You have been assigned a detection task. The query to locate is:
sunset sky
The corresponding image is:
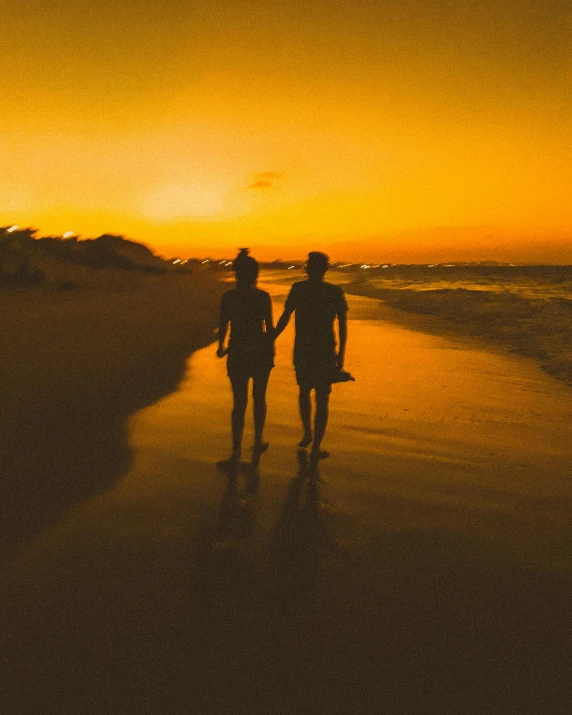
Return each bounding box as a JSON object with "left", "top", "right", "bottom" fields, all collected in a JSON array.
[{"left": 2, "top": 0, "right": 570, "bottom": 262}]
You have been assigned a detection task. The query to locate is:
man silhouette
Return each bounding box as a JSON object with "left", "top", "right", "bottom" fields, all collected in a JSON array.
[{"left": 274, "top": 252, "right": 348, "bottom": 458}]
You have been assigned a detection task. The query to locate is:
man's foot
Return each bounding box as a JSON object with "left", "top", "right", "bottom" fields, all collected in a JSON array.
[
  {"left": 251, "top": 441, "right": 269, "bottom": 455},
  {"left": 298, "top": 434, "right": 313, "bottom": 448},
  {"left": 216, "top": 454, "right": 240, "bottom": 472},
  {"left": 310, "top": 448, "right": 330, "bottom": 460}
]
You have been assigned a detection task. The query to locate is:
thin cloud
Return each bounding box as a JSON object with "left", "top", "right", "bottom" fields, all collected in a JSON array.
[{"left": 248, "top": 171, "right": 285, "bottom": 189}]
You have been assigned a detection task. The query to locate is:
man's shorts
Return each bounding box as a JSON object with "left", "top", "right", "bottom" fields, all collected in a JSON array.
[{"left": 294, "top": 356, "right": 337, "bottom": 392}]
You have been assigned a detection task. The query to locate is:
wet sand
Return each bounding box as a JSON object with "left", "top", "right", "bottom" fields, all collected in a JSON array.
[{"left": 1, "top": 279, "right": 571, "bottom": 714}]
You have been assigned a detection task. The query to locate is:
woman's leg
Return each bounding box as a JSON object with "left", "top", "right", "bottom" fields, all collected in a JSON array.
[
  {"left": 252, "top": 370, "right": 271, "bottom": 452},
  {"left": 298, "top": 386, "right": 313, "bottom": 447},
  {"left": 229, "top": 372, "right": 249, "bottom": 461}
]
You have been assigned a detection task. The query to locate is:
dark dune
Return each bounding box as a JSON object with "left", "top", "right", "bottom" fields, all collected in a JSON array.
[{"left": 0, "top": 274, "right": 224, "bottom": 563}]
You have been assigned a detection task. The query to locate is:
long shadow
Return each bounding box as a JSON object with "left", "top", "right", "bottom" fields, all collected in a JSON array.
[
  {"left": 0, "top": 324, "right": 217, "bottom": 566},
  {"left": 267, "top": 450, "right": 322, "bottom": 614},
  {"left": 186, "top": 452, "right": 326, "bottom": 714},
  {"left": 196, "top": 464, "right": 260, "bottom": 601}
]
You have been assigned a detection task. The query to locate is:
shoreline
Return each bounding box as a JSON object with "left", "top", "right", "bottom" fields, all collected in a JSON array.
[
  {"left": 0, "top": 272, "right": 224, "bottom": 563},
  {"left": 344, "top": 280, "right": 572, "bottom": 388}
]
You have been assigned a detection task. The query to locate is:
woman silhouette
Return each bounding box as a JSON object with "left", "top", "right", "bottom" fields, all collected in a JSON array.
[{"left": 217, "top": 249, "right": 274, "bottom": 468}]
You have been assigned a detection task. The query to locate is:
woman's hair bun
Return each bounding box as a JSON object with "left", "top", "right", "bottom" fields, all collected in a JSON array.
[{"left": 233, "top": 247, "right": 259, "bottom": 285}]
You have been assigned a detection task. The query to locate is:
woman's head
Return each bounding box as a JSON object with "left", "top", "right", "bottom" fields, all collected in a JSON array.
[{"left": 233, "top": 248, "right": 259, "bottom": 286}]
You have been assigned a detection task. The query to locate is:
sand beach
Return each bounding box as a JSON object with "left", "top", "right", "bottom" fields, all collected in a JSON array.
[{"left": 1, "top": 273, "right": 571, "bottom": 713}]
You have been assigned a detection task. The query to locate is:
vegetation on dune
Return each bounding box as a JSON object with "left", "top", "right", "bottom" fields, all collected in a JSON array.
[{"left": 0, "top": 227, "right": 202, "bottom": 288}]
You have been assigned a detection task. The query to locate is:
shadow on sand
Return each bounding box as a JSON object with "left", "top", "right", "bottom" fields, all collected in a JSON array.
[
  {"left": 188, "top": 450, "right": 572, "bottom": 715},
  {"left": 0, "top": 317, "right": 218, "bottom": 566},
  {"left": 268, "top": 450, "right": 323, "bottom": 609},
  {"left": 2, "top": 437, "right": 571, "bottom": 714},
  {"left": 198, "top": 449, "right": 323, "bottom": 602},
  {"left": 185, "top": 451, "right": 333, "bottom": 714}
]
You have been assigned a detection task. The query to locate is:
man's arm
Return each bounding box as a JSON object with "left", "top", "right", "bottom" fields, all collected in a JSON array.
[
  {"left": 217, "top": 297, "right": 229, "bottom": 357},
  {"left": 336, "top": 308, "right": 347, "bottom": 369}
]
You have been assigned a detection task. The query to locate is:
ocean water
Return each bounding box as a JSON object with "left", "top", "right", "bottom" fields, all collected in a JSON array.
[
  {"left": 338, "top": 265, "right": 572, "bottom": 387},
  {"left": 342, "top": 264, "right": 572, "bottom": 299}
]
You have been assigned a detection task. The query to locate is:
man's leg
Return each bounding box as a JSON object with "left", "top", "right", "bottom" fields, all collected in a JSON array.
[
  {"left": 298, "top": 386, "right": 313, "bottom": 447},
  {"left": 311, "top": 384, "right": 331, "bottom": 457}
]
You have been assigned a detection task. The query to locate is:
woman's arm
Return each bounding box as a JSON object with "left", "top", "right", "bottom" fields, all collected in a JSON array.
[
  {"left": 264, "top": 293, "right": 274, "bottom": 335},
  {"left": 274, "top": 284, "right": 296, "bottom": 339}
]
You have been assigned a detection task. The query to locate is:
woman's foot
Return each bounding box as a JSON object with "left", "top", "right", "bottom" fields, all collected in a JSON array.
[
  {"left": 309, "top": 448, "right": 330, "bottom": 460},
  {"left": 216, "top": 451, "right": 241, "bottom": 472},
  {"left": 298, "top": 434, "right": 313, "bottom": 448},
  {"left": 251, "top": 441, "right": 269, "bottom": 465},
  {"left": 245, "top": 467, "right": 260, "bottom": 492}
]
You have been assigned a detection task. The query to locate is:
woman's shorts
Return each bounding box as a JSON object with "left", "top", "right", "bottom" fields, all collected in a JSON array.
[{"left": 227, "top": 351, "right": 274, "bottom": 381}]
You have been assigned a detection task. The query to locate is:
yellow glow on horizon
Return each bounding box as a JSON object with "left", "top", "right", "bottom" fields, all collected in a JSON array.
[{"left": 141, "top": 183, "right": 227, "bottom": 221}]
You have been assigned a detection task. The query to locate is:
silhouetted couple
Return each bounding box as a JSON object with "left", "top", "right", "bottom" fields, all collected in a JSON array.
[{"left": 217, "top": 249, "right": 348, "bottom": 469}]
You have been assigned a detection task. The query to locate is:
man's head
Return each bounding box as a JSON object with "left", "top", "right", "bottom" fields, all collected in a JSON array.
[{"left": 306, "top": 251, "right": 329, "bottom": 279}]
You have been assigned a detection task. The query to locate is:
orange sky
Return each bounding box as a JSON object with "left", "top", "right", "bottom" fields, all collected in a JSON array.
[{"left": 2, "top": 0, "right": 571, "bottom": 262}]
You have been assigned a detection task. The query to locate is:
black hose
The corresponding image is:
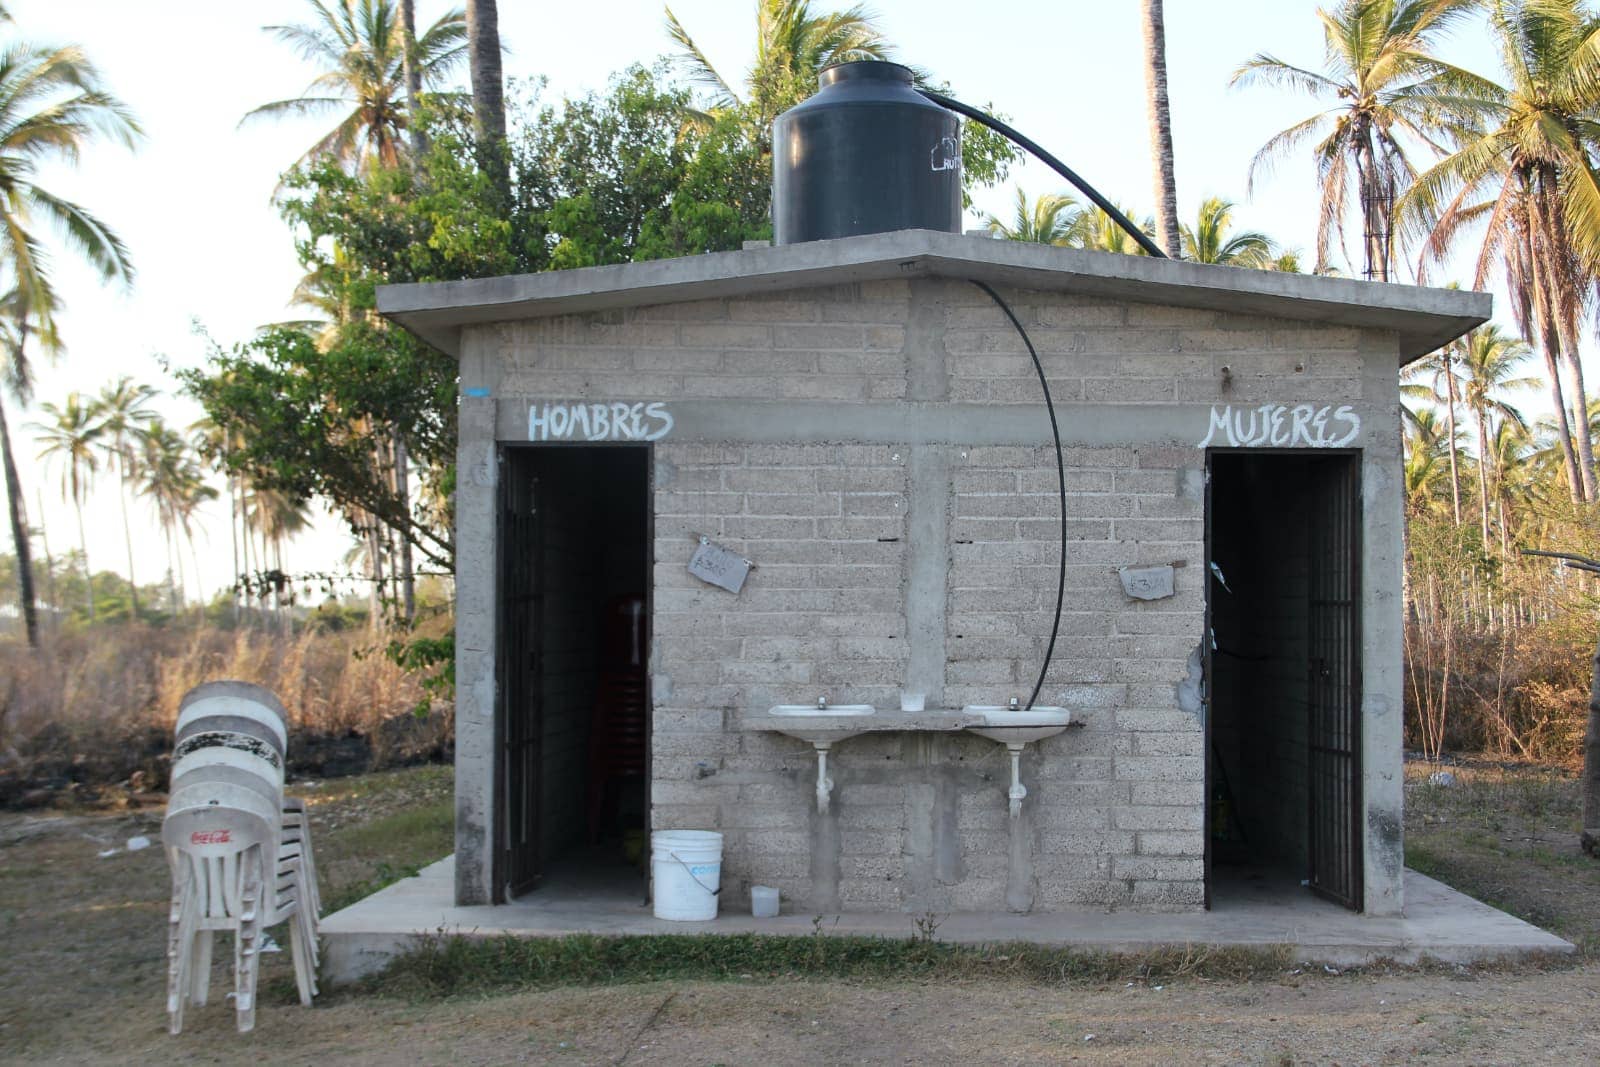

*BRIEF*
Each entry should be repeated exactly as it appears; the pictures stay out.

*ANSWER BELOW*
You have been assigned a detection task. The query to locate is:
sunset sky
The corresponding image is:
Return each bounding box as a JSON object with "left", "top", "right", "bottom" fields, all collected in a JSON array.
[{"left": 2, "top": 0, "right": 570, "bottom": 262}]
You have been assigned a detection task. The query to locate is:
man silhouette
Return each bounding box as a JSON object with "left", "top", "right", "bottom" fields, all collected in a JSON array.
[{"left": 274, "top": 252, "right": 348, "bottom": 458}]
You have been assigned a detection task. The query to locate is:
man's foot
Return each bounding box as a JSON object with "left", "top", "right", "bottom" fields, all collected in a JSON array.
[
  {"left": 251, "top": 441, "right": 269, "bottom": 455},
  {"left": 298, "top": 434, "right": 313, "bottom": 448},
  {"left": 216, "top": 454, "right": 240, "bottom": 472},
  {"left": 310, "top": 448, "right": 330, "bottom": 460}
]
You have been assigned a detection task. The query to locate is:
thin cloud
Return each bounding box as a JSON object with "left", "top", "right", "bottom" fields, all collected in a JSON array.
[{"left": 248, "top": 171, "right": 285, "bottom": 189}]
You have been assigned a detection task. The query to locate is:
man's shorts
Return each bounding box as a JSON object with "left", "top", "right", "bottom" fields, all collected in a JSON array.
[{"left": 294, "top": 356, "right": 337, "bottom": 392}]
You have been assigned a detection task. The query to locate is:
wet sand
Return each bounding box as a JSON object with "left", "top", "right", "bottom" fields, all collected in a JSON array.
[{"left": 1, "top": 279, "right": 571, "bottom": 714}]
You have been assigned a detection task. The query to locate is:
woman's leg
Return each bounding box as a JSON object with "left", "top", "right", "bottom" fields, all collected in a JSON array.
[
  {"left": 252, "top": 370, "right": 271, "bottom": 452},
  {"left": 298, "top": 386, "right": 313, "bottom": 447},
  {"left": 229, "top": 372, "right": 249, "bottom": 461}
]
You have been assigned a detection task. The query to locate is:
dark dune
Return each bounding box as a JSON object with "left", "top", "right", "bottom" fields, all collected in a JSON array.
[{"left": 0, "top": 274, "right": 224, "bottom": 563}]
You have been assigned a detection task. The query to locate is:
long shadow
Return each bounding box as a JSON object with "left", "top", "right", "bottom" fields, all collected in a JSON array.
[
  {"left": 0, "top": 324, "right": 217, "bottom": 566},
  {"left": 267, "top": 450, "right": 322, "bottom": 614},
  {"left": 186, "top": 452, "right": 326, "bottom": 714},
  {"left": 196, "top": 464, "right": 260, "bottom": 601}
]
You have been assigned a detection task. The query to locate is:
shoreline
Return each bounding box as a JSON object with "left", "top", "right", "bottom" fields, all collected in a JSON array.
[
  {"left": 0, "top": 272, "right": 224, "bottom": 563},
  {"left": 344, "top": 280, "right": 572, "bottom": 388}
]
You have been assigned a detection task. The query to locate is:
woman silhouette
Return each bounding box as a JSON object with "left", "top", "right", "bottom" fields, all collected in a JSON array.
[{"left": 217, "top": 249, "right": 274, "bottom": 468}]
You have been assigned a detection task. The query to locate is:
woman's hair bun
Return each bounding box as a JSON object with "left", "top", "right", "bottom" fields, all collected in a JSON array.
[{"left": 233, "top": 247, "right": 259, "bottom": 285}]
You have been assigned a detection task. The query to locate is:
woman's head
Return each bounding box as a JSON object with "left", "top", "right", "bottom" fields, all collected in a JSON array.
[{"left": 233, "top": 248, "right": 259, "bottom": 286}]
You have been assigned a detection task. The query to locate is:
sand beach
Return each bounding box as a JSON object with "left", "top", "right", "bottom" fields, all collected in a JSON array.
[{"left": 1, "top": 273, "right": 571, "bottom": 713}]
You have been assigned a detection task. The query to locate is:
vegetation on dune
Return each bounding box as a JSON object with "left", "top", "right", "bottom" fields, all collected in a JSON array.
[{"left": 0, "top": 227, "right": 202, "bottom": 288}]
You have been assigned a detection task. The query to locate is:
shadow on sand
Return each bounding box as a JSON object with "left", "top", "right", "bottom" fields, all collected in a JSON array.
[
  {"left": 188, "top": 450, "right": 572, "bottom": 715},
  {"left": 0, "top": 317, "right": 218, "bottom": 566},
  {"left": 268, "top": 450, "right": 323, "bottom": 609},
  {"left": 2, "top": 437, "right": 571, "bottom": 714},
  {"left": 198, "top": 449, "right": 323, "bottom": 602},
  {"left": 185, "top": 451, "right": 333, "bottom": 714}
]
You have been assigned a detection task. The query to locate is:
man's arm
Return each bounding box as a JSON object with "left", "top", "right", "bottom" fields, all collected in a JSON array.
[
  {"left": 217, "top": 297, "right": 229, "bottom": 357},
  {"left": 336, "top": 308, "right": 347, "bottom": 369}
]
You have been assigned a detection task. The query to locate is:
ocean water
Return each bounding box as a JSON object with "left", "top", "right", "bottom" fields, all collected in a JSON array.
[
  {"left": 338, "top": 265, "right": 572, "bottom": 387},
  {"left": 342, "top": 264, "right": 572, "bottom": 299}
]
You have been assigned a detection task. The query to locate is:
man's leg
Return each bounding box as a JSON object with "left", "top", "right", "bottom" fields, all collected in a JSON array.
[
  {"left": 298, "top": 386, "right": 313, "bottom": 447},
  {"left": 311, "top": 384, "right": 331, "bottom": 457}
]
You have been assigned a detection task. The query to locate is:
woman's arm
Return each bounding box as a JSON object with "left", "top", "right", "bottom" fields, all collected in a JSON array.
[
  {"left": 264, "top": 293, "right": 274, "bottom": 335},
  {"left": 274, "top": 284, "right": 296, "bottom": 339}
]
You have been assigned a detection task. The query to locate is:
woman's foot
Return each bounding box as a JSON object with "left", "top", "right", "bottom" fields, all collected in a JSON array.
[
  {"left": 309, "top": 448, "right": 330, "bottom": 460},
  {"left": 216, "top": 451, "right": 241, "bottom": 472},
  {"left": 298, "top": 434, "right": 313, "bottom": 448},
  {"left": 251, "top": 441, "right": 269, "bottom": 465},
  {"left": 245, "top": 467, "right": 260, "bottom": 492}
]
You have been assigned a detection task. The query to locate is:
woman's shorts
Return each bounding box as a JSON object with "left", "top", "right", "bottom" fields, all collected in a JSON array.
[{"left": 227, "top": 351, "right": 274, "bottom": 381}]
You have been assigned a detection task. The query to locate is:
yellow glow on horizon
Return each bounding box as a JSON object with "left", "top", "right", "bottom" fields, all collected in a JSON array.
[{"left": 141, "top": 183, "right": 227, "bottom": 221}]
You have been assigned a detection task. The query to locate is:
silhouetted couple
Return each bounding box as a JSON object with "left", "top", "right", "bottom" fields, all collected in a JSON array.
[{"left": 217, "top": 249, "right": 348, "bottom": 469}]
You have been assigned a detection task. The query to locate is:
man's head
Return each bounding box as a JSON object with "left", "top", "right", "bottom" fields, all collected in a JSON array.
[{"left": 306, "top": 251, "right": 329, "bottom": 279}]
You have been assigned a detection task. The query to locate is:
orange sky
Return each bounding box as a JSON object with "left", "top", "right", "bottom" fields, all collected in a JSON array.
[{"left": 2, "top": 0, "right": 571, "bottom": 262}]
You have been assigned a detection task. The query to locate is:
black hose
The corresponding image is:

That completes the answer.